§ **Exercise task 1**
In the travel account below, which historical figures does the writer name as the people they "know" for Rome? List every one of them.

§ **Source**

---+---

I spent three hours in the museums and wondered what I'd have to do to be allowed to live there. I am an utter pleb when it comes to art appreciation, because my criteria for enjoying art is 1) do I like how it looks 2) does it make me feel or think something 3) is anyone I know in it. By "anyone I know" I mean historical figures about whom I know something. For Rome, that means Julius, Augustus, Livia, Agrippa, Tiberius (sort of, his treatment of his mother makes me not so okay with him), Hadrian, Antinous, Marcus Aurelius. For mythology, I get the most excited about Athena/Minerva, Apollo, and Artemis/Diana. The museums had plenty of depictions of my favorites, so I was happy.

Equestrian statue of Marcus Aurelius
This did mean, though, that by the time I got to the Forum/Palatine area I had missed the last turno accompagno for the Casa di Augusto/Casa di Livia. I didn't realize that you need a tour to get access and went in anyway, which royally (imperially?) upended my itinerary but about which I can't really be upset. When I realized my mistake, I considered staying with my original plan for about half an hour.

Then, as I wiped tears from my eyes at the short film A Elegia di Augusto playing in the Palatine Museum, I thought--when Octavian met Livia they were both married and both Livia and Scribonia (Octavian's then-wife) were pregnant. He broke up both marriages in order to be with her. You cannot be serious in saying that twelve euro is the wall at which you will stop.

So I threw out plans to visit the monuments to Garibaldi and the Napoleonic Museum and decided that, well, I'd go back the next day in time for the tours.

I visited the Museo Etrusco next, which is a bit out of the way but astonishingly well-curated and informative. Got dinner to go and ate it on the bench in front of the Ara Pacis.

---+---

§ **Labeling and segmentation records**
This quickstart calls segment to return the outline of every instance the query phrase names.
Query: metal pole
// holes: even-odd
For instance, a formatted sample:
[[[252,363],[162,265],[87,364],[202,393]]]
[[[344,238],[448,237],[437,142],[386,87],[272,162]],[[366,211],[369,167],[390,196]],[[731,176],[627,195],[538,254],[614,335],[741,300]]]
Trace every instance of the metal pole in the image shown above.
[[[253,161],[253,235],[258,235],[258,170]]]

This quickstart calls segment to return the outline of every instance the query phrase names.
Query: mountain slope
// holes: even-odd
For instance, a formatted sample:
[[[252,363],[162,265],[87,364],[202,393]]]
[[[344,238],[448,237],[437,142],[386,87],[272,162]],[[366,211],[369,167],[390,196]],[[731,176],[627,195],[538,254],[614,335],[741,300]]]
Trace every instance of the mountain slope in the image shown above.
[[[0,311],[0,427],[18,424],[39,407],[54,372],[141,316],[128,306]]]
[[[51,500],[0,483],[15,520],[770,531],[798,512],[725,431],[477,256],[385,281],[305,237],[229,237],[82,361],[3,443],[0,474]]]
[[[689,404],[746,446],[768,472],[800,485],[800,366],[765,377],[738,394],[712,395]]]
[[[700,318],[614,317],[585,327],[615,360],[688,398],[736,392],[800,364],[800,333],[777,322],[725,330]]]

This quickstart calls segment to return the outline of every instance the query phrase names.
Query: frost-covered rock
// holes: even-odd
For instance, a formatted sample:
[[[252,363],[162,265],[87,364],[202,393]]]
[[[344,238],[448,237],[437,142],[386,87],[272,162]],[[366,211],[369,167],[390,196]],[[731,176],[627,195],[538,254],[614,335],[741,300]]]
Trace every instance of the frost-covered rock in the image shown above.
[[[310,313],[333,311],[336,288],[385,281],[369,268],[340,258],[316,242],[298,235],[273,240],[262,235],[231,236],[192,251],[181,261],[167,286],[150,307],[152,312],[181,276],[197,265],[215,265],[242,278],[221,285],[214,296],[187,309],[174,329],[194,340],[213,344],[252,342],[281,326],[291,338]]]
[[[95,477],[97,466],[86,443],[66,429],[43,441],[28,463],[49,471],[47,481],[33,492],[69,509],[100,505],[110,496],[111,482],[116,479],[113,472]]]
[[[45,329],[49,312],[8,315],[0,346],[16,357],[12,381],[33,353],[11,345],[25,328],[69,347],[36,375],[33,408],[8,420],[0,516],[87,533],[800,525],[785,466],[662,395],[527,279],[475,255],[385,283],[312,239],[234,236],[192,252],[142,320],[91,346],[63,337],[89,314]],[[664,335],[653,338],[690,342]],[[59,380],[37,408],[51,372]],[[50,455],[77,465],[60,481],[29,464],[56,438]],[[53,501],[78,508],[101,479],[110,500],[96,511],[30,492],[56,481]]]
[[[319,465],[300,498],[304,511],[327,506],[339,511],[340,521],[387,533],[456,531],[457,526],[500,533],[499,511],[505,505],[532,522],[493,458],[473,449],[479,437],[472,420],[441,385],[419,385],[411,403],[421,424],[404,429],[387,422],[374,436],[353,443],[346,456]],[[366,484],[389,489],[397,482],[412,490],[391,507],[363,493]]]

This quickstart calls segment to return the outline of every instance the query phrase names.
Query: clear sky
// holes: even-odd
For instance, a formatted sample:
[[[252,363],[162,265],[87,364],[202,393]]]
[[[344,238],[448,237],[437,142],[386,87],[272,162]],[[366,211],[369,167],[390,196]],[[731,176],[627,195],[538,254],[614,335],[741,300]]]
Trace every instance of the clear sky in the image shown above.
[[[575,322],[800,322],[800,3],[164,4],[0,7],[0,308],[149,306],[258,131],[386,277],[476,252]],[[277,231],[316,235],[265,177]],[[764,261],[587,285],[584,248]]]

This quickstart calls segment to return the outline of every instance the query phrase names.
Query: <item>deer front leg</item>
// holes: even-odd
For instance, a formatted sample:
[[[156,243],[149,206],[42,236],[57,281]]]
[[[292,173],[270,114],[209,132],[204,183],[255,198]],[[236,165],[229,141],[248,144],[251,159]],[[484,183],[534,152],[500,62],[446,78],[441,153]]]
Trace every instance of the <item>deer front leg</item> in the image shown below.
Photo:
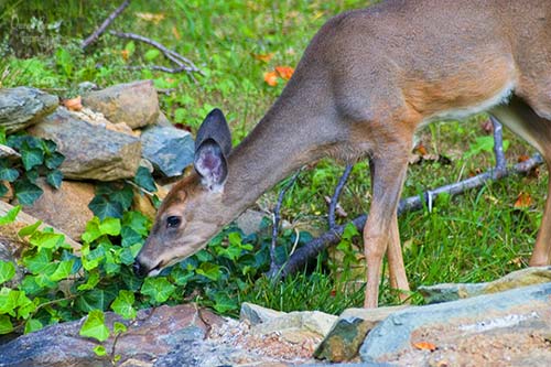
[[[372,201],[364,227],[364,251],[367,262],[365,307],[377,307],[382,257],[389,248],[391,280],[408,289],[398,235],[397,207],[408,169],[408,149],[388,149],[387,156],[370,161]],[[389,247],[390,246],[390,247]],[[398,253],[400,252],[400,253]]]

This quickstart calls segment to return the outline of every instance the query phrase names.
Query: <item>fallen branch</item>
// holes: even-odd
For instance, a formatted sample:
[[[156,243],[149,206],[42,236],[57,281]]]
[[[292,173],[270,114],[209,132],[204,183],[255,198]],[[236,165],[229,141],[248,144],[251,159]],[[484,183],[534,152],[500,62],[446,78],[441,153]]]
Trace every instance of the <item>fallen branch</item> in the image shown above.
[[[278,196],[278,203],[276,203],[276,207],[273,208],[272,242],[270,246],[270,274],[276,274],[280,270],[280,266],[278,266],[278,263],[276,262],[276,245],[278,241],[279,223],[281,222],[281,204],[283,203],[283,197],[285,196],[289,188],[291,188],[296,179],[299,179],[299,173],[301,173],[301,171],[302,170],[296,171],[291,180],[289,180],[288,184],[283,188],[281,188]]]
[[[112,13],[109,14],[109,17],[107,17],[107,19],[101,23],[101,25],[99,25],[99,28],[97,30],[94,31],[94,33],[91,33],[86,40],[83,41],[83,43],[80,44],[80,47],[86,48],[88,47],[90,44],[93,44],[94,42],[96,42],[96,40],[105,32],[105,30],[109,26],[109,24],[112,23],[112,21],[120,15],[120,13],[122,11],[125,11],[125,9],[127,9],[127,7],[130,4],[130,0],[125,0],[125,2],[122,2],[119,8],[115,9],[115,11]]]
[[[139,35],[136,33],[109,31],[109,34],[112,34],[112,35],[118,36],[120,39],[139,41],[139,42],[143,42],[145,44],[149,44],[150,46],[153,46],[156,50],[161,51],[166,58],[169,58],[170,61],[172,61],[174,64],[177,65],[177,67],[174,67],[174,68],[170,68],[170,67],[165,67],[165,66],[158,66],[158,65],[148,66],[152,69],[162,71],[162,72],[172,73],[172,74],[180,73],[180,72],[187,72],[187,73],[199,73],[203,75],[203,72],[197,66],[195,66],[195,64],[191,60],[182,56],[177,52],[174,52],[172,50],[166,48],[163,44],[161,44],[156,41],[153,41],[151,39],[148,39],[143,35]],[[141,67],[141,66],[138,66],[138,67]]]
[[[504,171],[504,174],[500,175],[498,179],[506,177],[511,174],[520,174],[520,173],[528,173],[531,171],[533,168],[540,165],[543,163],[543,160],[541,155],[534,154],[532,158],[529,160],[517,163],[512,168],[507,169]],[[495,179],[495,169],[488,170],[485,173],[482,173],[479,175],[476,175],[474,177],[469,177],[467,180],[463,180],[461,182],[445,185],[442,187],[439,187],[433,191],[429,191],[420,196],[411,196],[408,198],[404,198],[400,201],[400,204],[398,206],[398,215],[402,215],[403,213],[407,212],[412,212],[412,211],[418,211],[423,207],[423,205],[428,205],[429,198],[432,199],[432,197],[435,197],[440,194],[447,194],[451,196],[458,195],[464,193],[467,190],[475,188],[482,186],[484,183],[487,181],[496,180]],[[282,266],[281,270],[277,273],[278,277],[287,277],[300,269],[303,268],[303,266],[306,263],[306,261],[320,253],[322,250],[327,248],[331,245],[334,245],[341,240],[341,235],[343,234],[345,227],[349,224],[353,224],[358,230],[361,231],[364,228],[364,225],[366,223],[367,215],[360,215],[359,217],[355,218],[354,220],[336,226],[322,236],[311,240],[303,247],[296,249],[296,251],[289,258],[289,260]],[[273,273],[274,274],[274,273]]]

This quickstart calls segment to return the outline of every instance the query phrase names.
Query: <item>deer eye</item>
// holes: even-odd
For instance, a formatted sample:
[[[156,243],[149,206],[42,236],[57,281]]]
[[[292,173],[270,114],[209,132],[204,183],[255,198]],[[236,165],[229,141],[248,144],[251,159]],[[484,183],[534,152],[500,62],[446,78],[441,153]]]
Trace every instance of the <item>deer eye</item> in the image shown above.
[[[182,219],[176,216],[170,216],[166,218],[166,228],[176,228],[182,223]]]

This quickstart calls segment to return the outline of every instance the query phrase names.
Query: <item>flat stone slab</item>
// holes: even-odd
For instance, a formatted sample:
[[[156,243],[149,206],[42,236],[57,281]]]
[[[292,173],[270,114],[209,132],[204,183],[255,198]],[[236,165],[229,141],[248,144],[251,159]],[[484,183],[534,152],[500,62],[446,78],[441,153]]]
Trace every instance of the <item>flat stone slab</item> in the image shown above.
[[[551,283],[543,283],[399,311],[368,334],[359,354],[412,366],[499,366],[538,356],[543,366],[551,365],[550,330]]]

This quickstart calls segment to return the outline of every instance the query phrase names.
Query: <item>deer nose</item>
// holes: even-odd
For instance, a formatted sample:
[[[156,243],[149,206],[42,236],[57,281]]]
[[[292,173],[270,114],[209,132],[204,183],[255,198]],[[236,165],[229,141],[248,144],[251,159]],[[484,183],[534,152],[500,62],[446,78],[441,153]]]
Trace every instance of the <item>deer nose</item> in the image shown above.
[[[132,265],[132,269],[134,271],[134,276],[139,278],[144,278],[149,272],[147,267],[144,267],[139,260],[134,261],[134,263]]]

---+---

§ **Exercise task 2**
State how many lines of the entries above contain the string "metal". Give only the number.

§ **Correct response 1**
Julius, Augustus, Livia, Agrippa, Tiberius, Hadrian, Antinous, Marcus Aurelius

§ **Correct response 2**
2